READING TEXT:

      But a lot of “too good to test rigorously” results have gotten publicity, and there are a high percentage of cranks. Same is true of ‘reactionless’ space drives, of course.

  2. I have some general doubts about the viability of ‘cold’ fusion, even assuming that it can be demonstrated to actually be real in some cases.

    The D-D fusion reaction releases about 3.5-4MeV per reaction. This is enough to heat a substantial portion of the material around a fusion reaction to the melting point, and destroy any micro-structure that enabled the reaction. Essentially, cold fusion is self-limiting, it destroys the conditions for its own occurrence.

    • I agree. The few experiments that seem to have had the best results also seem to be of a nature that can’t be scaled up to usefulness.

      Though if the effect is real, we might learn something from studying it. It’s good to learn more about the universe, even if it doesn’t have a practical application.

      • On further consideration, if you got enough energy out of the reaction before the lattice destruction terminated it, you might still have a decent EROEI even after periodically re-manufacturing the fuel. Fusion reactions are energetic enough that you don’t necessarily need a high burnup fraction for them to be practical.

EXTRACTED MATERIAL:
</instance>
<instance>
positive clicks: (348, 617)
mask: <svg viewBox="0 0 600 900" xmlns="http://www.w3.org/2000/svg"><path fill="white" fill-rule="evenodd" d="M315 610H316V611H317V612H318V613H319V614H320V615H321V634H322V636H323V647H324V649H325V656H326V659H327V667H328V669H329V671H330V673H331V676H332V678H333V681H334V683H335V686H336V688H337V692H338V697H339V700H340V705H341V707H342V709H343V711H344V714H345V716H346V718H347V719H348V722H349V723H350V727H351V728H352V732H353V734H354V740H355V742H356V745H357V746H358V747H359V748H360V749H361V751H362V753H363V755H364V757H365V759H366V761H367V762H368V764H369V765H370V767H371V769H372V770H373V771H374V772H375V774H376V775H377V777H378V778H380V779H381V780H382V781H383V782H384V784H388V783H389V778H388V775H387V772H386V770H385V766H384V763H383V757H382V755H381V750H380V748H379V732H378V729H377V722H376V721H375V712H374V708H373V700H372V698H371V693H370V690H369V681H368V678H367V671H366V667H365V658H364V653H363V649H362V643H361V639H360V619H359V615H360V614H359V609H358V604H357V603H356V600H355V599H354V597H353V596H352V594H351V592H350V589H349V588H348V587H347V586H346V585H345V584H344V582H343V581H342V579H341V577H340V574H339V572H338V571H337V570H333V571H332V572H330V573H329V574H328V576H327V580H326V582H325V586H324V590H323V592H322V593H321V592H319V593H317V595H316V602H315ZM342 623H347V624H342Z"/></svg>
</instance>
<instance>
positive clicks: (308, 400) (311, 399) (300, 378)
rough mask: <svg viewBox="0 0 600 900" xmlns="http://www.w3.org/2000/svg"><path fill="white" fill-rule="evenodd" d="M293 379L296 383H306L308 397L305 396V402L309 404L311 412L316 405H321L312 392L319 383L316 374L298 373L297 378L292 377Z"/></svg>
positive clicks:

ASSIGNMENT A: According to the cold fusion discussion, how much energy does the D-D fusion reaction release per reaction?
ASSIGNMENT B: From the cold fusion discussion, extract the passage starting with "The D-D fusion" and going on through "its own occurrence.".
The material has no connection to the cold fusion discussion.

EXERCISE RESPONSE A: About 3.5-4 MeV per reaction.

EXERCISE RESPONSE B:
The D-D fusion reaction releases about 3.5-4MeV per reaction. This is enough to heat a substantial portion of the material around a fusion reaction to the melting point, and destroy any micro-structure that enabled the reaction. Essentially, cold fusion is self-limiting, it destroys the conditions for its own occurrence.